** start MATERIALS PROVIDED **

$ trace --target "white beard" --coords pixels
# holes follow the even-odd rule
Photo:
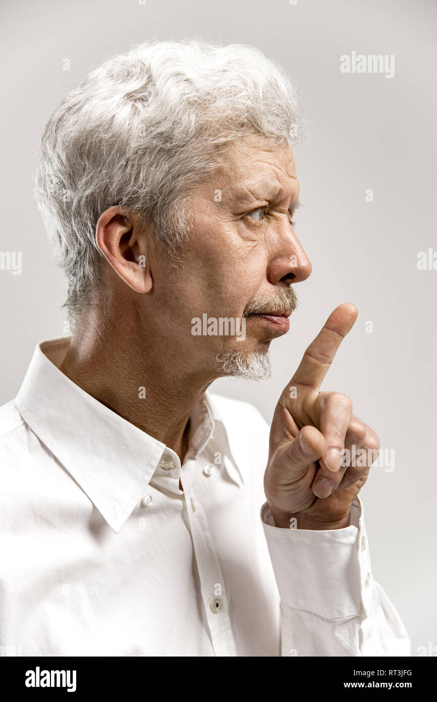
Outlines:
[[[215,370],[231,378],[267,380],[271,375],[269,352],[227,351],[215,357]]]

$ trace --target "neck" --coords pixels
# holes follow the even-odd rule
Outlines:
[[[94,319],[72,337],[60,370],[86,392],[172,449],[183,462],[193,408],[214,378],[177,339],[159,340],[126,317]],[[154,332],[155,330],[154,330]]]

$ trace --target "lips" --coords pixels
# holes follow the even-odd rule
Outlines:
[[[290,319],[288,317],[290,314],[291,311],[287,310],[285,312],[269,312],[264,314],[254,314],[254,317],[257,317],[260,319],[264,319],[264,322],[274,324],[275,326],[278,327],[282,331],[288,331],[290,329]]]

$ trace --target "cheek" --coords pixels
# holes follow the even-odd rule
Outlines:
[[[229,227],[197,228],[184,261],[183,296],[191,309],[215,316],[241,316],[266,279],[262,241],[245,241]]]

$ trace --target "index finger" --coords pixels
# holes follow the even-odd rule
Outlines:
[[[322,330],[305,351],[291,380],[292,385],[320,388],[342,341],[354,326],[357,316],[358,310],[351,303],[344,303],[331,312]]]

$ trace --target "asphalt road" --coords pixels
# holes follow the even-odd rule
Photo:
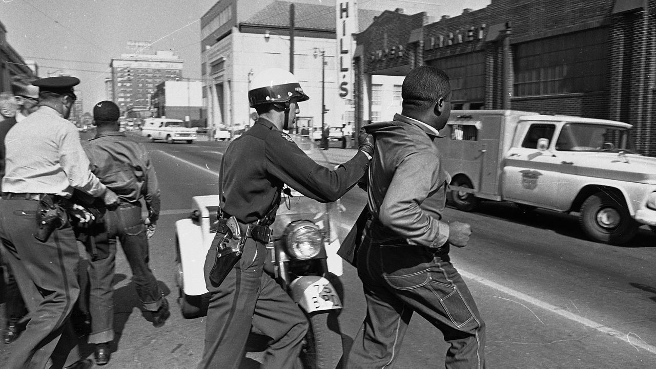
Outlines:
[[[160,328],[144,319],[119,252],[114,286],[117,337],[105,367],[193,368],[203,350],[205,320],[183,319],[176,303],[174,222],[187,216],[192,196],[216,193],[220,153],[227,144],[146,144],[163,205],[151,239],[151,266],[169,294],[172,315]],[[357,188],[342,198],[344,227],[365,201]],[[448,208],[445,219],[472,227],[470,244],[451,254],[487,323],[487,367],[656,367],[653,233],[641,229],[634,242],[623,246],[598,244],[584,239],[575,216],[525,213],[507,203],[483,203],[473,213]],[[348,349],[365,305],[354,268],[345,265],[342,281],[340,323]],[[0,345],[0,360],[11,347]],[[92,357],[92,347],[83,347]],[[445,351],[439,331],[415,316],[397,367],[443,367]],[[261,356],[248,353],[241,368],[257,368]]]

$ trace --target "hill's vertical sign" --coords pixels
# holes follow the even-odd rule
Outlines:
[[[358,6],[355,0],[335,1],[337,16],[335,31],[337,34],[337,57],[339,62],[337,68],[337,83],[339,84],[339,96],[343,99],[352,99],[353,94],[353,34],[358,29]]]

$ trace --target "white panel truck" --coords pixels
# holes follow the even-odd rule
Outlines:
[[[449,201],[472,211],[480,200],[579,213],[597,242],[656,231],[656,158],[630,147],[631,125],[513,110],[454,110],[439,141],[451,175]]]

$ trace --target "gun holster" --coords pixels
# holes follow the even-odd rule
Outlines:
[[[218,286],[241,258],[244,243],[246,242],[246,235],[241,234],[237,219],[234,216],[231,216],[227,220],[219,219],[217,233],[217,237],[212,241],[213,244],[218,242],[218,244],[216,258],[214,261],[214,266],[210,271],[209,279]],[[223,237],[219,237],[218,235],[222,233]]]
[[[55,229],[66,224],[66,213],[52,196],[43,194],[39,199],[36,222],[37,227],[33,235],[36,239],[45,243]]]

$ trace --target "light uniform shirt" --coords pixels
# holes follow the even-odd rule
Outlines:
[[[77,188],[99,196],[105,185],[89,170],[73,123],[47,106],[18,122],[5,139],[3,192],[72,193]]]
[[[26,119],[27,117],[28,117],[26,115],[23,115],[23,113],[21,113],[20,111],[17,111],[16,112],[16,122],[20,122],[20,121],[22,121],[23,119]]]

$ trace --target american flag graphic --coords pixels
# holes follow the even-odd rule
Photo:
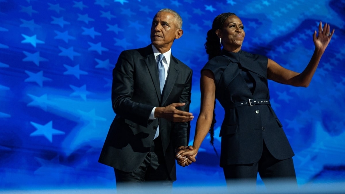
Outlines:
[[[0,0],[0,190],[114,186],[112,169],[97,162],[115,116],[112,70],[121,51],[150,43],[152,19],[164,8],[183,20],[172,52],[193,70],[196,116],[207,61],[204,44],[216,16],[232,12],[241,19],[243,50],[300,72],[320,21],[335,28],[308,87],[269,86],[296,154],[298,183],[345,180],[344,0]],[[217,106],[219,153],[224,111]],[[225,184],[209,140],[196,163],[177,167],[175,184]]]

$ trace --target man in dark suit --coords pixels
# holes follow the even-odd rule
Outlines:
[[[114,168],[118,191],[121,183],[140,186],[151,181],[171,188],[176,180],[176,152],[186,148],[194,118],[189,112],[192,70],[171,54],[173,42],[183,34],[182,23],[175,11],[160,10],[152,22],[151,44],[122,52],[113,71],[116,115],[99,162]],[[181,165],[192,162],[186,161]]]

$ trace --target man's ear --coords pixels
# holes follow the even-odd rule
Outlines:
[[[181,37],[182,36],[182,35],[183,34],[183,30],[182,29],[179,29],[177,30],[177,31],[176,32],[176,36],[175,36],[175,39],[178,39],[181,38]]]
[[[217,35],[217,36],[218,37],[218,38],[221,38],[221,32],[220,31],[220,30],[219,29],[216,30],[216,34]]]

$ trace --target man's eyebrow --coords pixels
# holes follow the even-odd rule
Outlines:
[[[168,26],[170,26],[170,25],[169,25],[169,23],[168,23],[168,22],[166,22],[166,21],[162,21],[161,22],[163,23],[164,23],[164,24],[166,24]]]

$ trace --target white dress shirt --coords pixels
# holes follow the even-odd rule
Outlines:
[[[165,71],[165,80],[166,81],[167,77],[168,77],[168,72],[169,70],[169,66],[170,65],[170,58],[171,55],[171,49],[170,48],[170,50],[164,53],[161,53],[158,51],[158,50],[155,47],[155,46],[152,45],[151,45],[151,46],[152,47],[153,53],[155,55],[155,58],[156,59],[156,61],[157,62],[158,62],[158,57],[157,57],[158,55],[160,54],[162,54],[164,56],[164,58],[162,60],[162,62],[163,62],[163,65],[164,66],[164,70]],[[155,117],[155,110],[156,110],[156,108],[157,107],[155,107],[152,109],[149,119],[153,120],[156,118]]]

** end MATERIALS PROVIDED **

**REQUIRED TASK**
Reproduce every line of the records above, substituting "Polygons" for each occurrence of "Outlines" and leaving everything else unchanged. Omit the pictures from your answer.

**SOLVED EXERCISE**
$ trace --target "white beard" --coords pixels
# holes follow the even-odd rule
Photo:
Polygons:
[[[215,370],[231,378],[267,380],[271,375],[269,352],[227,351],[215,357]]]

$ trace --target "neck" --coords pixels
# holes follow the even-odd rule
Polygons:
[[[94,319],[72,337],[60,370],[86,392],[172,449],[183,462],[193,408],[214,378],[177,339],[159,340],[126,317]],[[154,332],[155,330],[154,330]]]

$ trace --target "lips" --coords pixels
# holes follow the even-odd rule
Polygons:
[[[290,319],[288,317],[290,314],[291,311],[287,310],[285,312],[269,312],[264,314],[254,314],[254,317],[257,317],[260,319],[264,319],[264,322],[274,324],[275,326],[278,327],[282,331],[288,331],[290,329]]]

$ trace --target "cheek" --coords pixels
# holes follow the even-odd rule
Polygons:
[[[229,227],[197,228],[184,261],[183,296],[191,309],[215,316],[241,316],[266,279],[262,241],[245,241]]]

$ trace --target "index finger" --coords pixels
# holes follow the even-odd rule
Polygons:
[[[322,330],[305,351],[291,380],[292,385],[320,388],[342,341],[354,326],[357,316],[358,310],[351,303],[344,303],[331,312]]]

$ trace --target "asphalt road" --coords pixels
# holes follow the even-odd rule
Photo:
Polygons:
[[[160,328],[144,319],[119,252],[114,286],[117,337],[105,367],[193,368],[203,350],[205,320],[183,319],[176,303],[174,222],[187,216],[192,196],[216,193],[220,153],[227,144],[146,144],[163,205],[151,239],[151,266],[169,294],[172,315]],[[357,188],[342,198],[344,227],[365,201]],[[448,208],[445,219],[472,227],[470,244],[451,254],[487,323],[487,367],[656,367],[653,233],[641,229],[634,242],[623,246],[598,244],[584,239],[575,216],[525,213],[507,203],[483,203],[473,213]],[[348,349],[365,305],[354,268],[345,265],[342,281],[340,323]],[[0,345],[0,360],[11,347]],[[92,357],[92,347],[83,347]],[[445,351],[439,331],[415,316],[397,367],[443,367]],[[261,356],[248,353],[241,368],[257,368]]]

$ trace --target "hill's vertical sign" --coords pixels
# holes follow the even-odd rule
Polygons:
[[[358,6],[355,0],[335,1],[337,16],[335,31],[337,34],[337,57],[339,62],[337,68],[337,83],[339,84],[339,96],[343,99],[352,99],[353,94],[353,34],[358,29]]]

$ trace --target "white panel truck" --coords pixels
# holes follow the even-odd rule
Polygons:
[[[449,201],[472,211],[480,200],[579,213],[597,242],[656,231],[656,158],[630,147],[631,125],[513,110],[454,110],[439,141],[451,175]]]

$ trace --target "gun holster" --coords pixels
# holes follow the even-odd rule
Polygons:
[[[218,286],[241,258],[244,243],[246,242],[246,235],[241,234],[237,219],[234,216],[231,216],[227,220],[219,219],[217,233],[217,237],[212,241],[213,244],[218,242],[218,244],[216,258],[214,261],[214,266],[210,271],[209,279]],[[223,237],[219,237],[218,235],[222,233]]]
[[[55,229],[66,224],[66,213],[52,196],[43,194],[39,199],[36,222],[37,227],[33,235],[36,239],[45,243]]]

$ trace --target "light uniform shirt" --coords pixels
# holes follow the even-odd rule
Polygons:
[[[77,188],[99,196],[105,185],[89,170],[73,123],[47,106],[18,122],[5,139],[3,192],[72,193]]]
[[[26,119],[27,117],[28,117],[26,115],[23,115],[23,113],[21,113],[20,111],[17,111],[16,112],[16,122],[20,122],[20,121],[22,121],[23,119]]]

$ trace --target american flag graphic --coords pixels
# holes follow the even-odd rule
Photo:
Polygons:
[[[0,0],[0,190],[114,186],[112,169],[97,162],[115,116],[112,70],[121,51],[150,43],[152,19],[164,8],[183,20],[172,52],[193,70],[196,116],[207,61],[204,44],[216,16],[232,12],[241,19],[243,50],[300,72],[320,21],[335,28],[308,87],[269,86],[296,154],[298,183],[345,180],[344,0]],[[217,106],[219,153],[224,111]],[[225,184],[209,140],[196,163],[177,167],[175,184]]]

$ trace --target man in dark suit --coords pixels
# holes follow the even-odd rule
Polygons:
[[[114,168],[118,191],[121,183],[140,186],[151,181],[171,188],[176,180],[176,152],[186,148],[194,118],[189,112],[192,70],[171,54],[173,42],[183,34],[182,23],[175,11],[160,10],[152,22],[151,44],[122,52],[113,71],[116,115],[99,162]],[[181,165],[192,162],[186,161]]]

$ trace --target man's ear --coords pixels
# holes follow the even-odd rule
Polygons:
[[[181,37],[182,36],[182,35],[183,34],[183,30],[182,29],[179,29],[177,30],[177,31],[176,32],[176,36],[175,36],[175,39],[178,39],[181,38]]]
[[[217,35],[217,36],[218,37],[218,38],[221,38],[221,32],[220,31],[220,30],[219,29],[216,30],[216,34]]]

$ trace --target man's eyebrow --coords pixels
# holes follow the even-odd rule
Polygons:
[[[168,26],[170,26],[170,25],[169,25],[169,23],[168,23],[168,22],[166,22],[166,21],[162,21],[161,22],[163,23],[164,23],[164,24],[166,24]]]

$ trace --target white dress shirt --coords pixels
# holes follow the even-odd rule
Polygons:
[[[165,71],[165,80],[166,81],[167,77],[168,77],[168,72],[169,70],[169,66],[170,65],[170,58],[171,55],[171,49],[170,48],[170,50],[164,53],[161,53],[158,51],[158,50],[155,47],[155,46],[152,45],[151,45],[151,46],[152,47],[153,53],[155,55],[155,58],[156,59],[156,61],[157,62],[158,62],[158,57],[157,57],[158,55],[160,54],[162,54],[164,56],[164,58],[162,60],[162,62],[163,62],[163,65],[164,66],[164,70]],[[155,117],[155,110],[156,110],[156,108],[157,107],[155,107],[152,109],[149,119],[153,120],[156,118]]]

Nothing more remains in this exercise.